====== Trecho do texto ======

Priscila esclarece que, se ambos os pais estiverem matriculados na graduação ou pós-graduação, a licença é concedida apenas a um dos pais.

A doutoranda em Ciências Sociais na UFJF, Flávia Lopes, ressalta ser crucial desenvolver políticas que minimizem a perda de mulheres na ciência e aumentem a diversidade no ambiente acadêmico (Foto: Arquivo Pessoal)

Maior impacto sobre as mulheres
Embora a nova legislação beneficie tanto mães quanto pais estudantes, seu impacto é desproporcionalmente maior sobre as mulheres. Dados da Plataforma Sucupira, da Coordenação de Aperfeiçoamento de Pessoal de Nível Superior (Capes), mostram que a maioria dos estudantes de pós-graduação são mulheres (54,54%). Na UFJF, esse percentual é ainda maior, com 57,2% de mulheres entre os 2.199 ‘pós-graduandos (mestrado e doutorado). No entanto, os homens ainda predominam entre os docentes (57,46%), indicando uma disparidade na ascensão na carreira acadêmica e na obtenção de cargos como docentes e pesquisadores.

Flávia Lopes, jornalista e doutoranda em Ciências Sociais, destaca que sua pesquisa investiga os fatores que perpetuam essa diferença de gênero. “Na academia, a inserção e a progressão de carreira das mulheres enfrentam barreiras historicamente invisibilizadas. É crucial questionar as desigualdades de gênero neste ambiente e analisar as estruturas de poder, práticas institucionais e microviolências que dificultam o avanço das mulheres,” afirma. Ela ressalta que, apesar de as mulheres serem maioria na graduação desde os anos 90 e ocuparem a maior parte das vagas na pós-graduação, a maternidade ainda impacta significativamente suas carreiras.

Pesquisas indicam que a maternidade é um fator crucial para a desigualdade nas posições estáveis na carreira científica. Mulheres com filhos têm 38% menos chance de alcançar posições estáveis em todas as áreas do conhecimento. Além disso, um levantamento do Parent in Science revela que até 45% das publicações de pesquisadoras são afetadas nos primeiros anos de vida de seus filhos.

====== Dados apresentados ======

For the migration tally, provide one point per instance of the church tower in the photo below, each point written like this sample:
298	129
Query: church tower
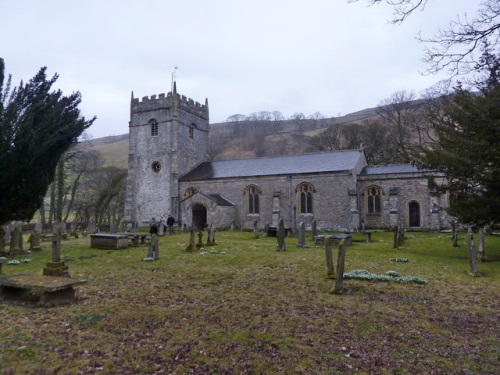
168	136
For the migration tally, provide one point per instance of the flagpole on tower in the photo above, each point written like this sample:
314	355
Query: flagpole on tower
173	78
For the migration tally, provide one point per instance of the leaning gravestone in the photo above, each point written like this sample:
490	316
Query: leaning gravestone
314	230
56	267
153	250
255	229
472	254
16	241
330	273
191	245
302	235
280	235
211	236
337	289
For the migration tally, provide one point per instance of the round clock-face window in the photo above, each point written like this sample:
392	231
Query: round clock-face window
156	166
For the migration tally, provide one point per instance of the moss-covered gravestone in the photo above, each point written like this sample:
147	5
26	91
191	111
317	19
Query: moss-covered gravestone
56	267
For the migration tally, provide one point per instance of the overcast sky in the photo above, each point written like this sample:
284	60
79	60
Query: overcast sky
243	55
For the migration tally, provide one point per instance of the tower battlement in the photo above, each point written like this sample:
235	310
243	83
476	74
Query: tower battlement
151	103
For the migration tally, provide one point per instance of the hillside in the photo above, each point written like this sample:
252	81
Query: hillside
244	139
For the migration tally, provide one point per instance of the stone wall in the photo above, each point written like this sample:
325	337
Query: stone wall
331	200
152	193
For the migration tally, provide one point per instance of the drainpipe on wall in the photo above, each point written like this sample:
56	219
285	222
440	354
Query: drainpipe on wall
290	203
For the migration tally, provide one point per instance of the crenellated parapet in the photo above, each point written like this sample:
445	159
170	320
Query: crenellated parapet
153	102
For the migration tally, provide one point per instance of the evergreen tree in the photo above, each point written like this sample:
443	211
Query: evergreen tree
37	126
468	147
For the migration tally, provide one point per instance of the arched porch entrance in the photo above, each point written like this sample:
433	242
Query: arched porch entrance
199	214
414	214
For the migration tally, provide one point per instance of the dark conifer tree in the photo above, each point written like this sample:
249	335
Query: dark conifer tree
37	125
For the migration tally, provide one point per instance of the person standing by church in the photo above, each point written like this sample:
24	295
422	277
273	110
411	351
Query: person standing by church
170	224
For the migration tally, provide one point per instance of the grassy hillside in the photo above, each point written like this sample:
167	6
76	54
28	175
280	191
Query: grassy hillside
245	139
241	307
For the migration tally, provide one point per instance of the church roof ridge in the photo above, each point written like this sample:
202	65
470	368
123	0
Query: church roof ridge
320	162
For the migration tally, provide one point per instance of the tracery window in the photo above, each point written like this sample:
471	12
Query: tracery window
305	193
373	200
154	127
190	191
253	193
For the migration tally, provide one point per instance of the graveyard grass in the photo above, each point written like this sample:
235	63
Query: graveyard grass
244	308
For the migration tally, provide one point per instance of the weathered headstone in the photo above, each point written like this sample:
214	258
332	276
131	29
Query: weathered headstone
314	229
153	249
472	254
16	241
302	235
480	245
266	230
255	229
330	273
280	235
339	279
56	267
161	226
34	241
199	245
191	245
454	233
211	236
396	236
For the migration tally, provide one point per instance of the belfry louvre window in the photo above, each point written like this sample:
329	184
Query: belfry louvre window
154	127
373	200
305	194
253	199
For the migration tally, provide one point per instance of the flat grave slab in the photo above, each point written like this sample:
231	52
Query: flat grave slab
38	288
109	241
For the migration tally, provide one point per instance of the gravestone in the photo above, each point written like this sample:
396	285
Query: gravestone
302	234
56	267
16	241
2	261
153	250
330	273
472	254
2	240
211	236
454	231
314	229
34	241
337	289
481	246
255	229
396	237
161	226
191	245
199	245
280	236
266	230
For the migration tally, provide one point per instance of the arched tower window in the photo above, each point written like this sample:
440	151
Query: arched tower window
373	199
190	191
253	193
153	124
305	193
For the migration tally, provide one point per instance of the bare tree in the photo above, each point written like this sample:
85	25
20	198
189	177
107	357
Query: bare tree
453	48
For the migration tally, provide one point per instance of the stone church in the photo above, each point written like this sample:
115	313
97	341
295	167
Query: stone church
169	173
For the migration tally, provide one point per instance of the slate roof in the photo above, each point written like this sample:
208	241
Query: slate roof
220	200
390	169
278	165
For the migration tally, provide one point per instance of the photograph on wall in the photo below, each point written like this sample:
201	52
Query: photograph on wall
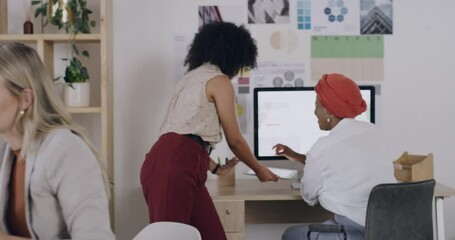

======

- _Instruções do exercício_:
a – Localize nos registros todas as linhas que contêm a palavra "flagpole" e copie cada uma delas.
b – Dê continuidade ao texto sobre maternidade e desigualdade de gênero na carreira acadêmica a partir da última frase apresentada.

- _Resultados por tarefa_:
a –
For the migration tally, provide one point per instance of the flagpole on tower in the photo above, each point written like this sample:
Query: flagpole on tower

b –
“Precisamos de políticas que minimizem a perda de mulheres na ciência e aumentem a diversidade na academia, como creches, contraturno escolar, garantia de acesso a alimentação de dependentes, moradia estudantil adequada para dependentes, espaços com acolhimento infantil em eventos acadêmicos, flexibilização de prazos e abono de faltas para acompanhamento de consultas, entre outras iniciativas,” ressalta Flávia.

Para Rosiléa Archanjo, doutoranda em Ciência da Religião na UFJF e bolsista da Capes, a expansão da licença para 180 dias é crucial, já que a chegada de um novo bebê transforma completamente a rotina (Foto: Arquivo Pessoal)

Desafio da maternidade
Esse é o caso de Rosiléa Archanjo, doutoranda em Ciência da Religião e bolsista da Capes, que se beneficiou da recente ampliação do prazo da licença maternidade. Em 9 de maio, ela deu à luz a Abraão, seu primeiro filho. Inicialmente, o afastamento das atividades acadêmicas era de 120 dias, mas com a nova legislação, a doutoranda solicitou a ampliação do período.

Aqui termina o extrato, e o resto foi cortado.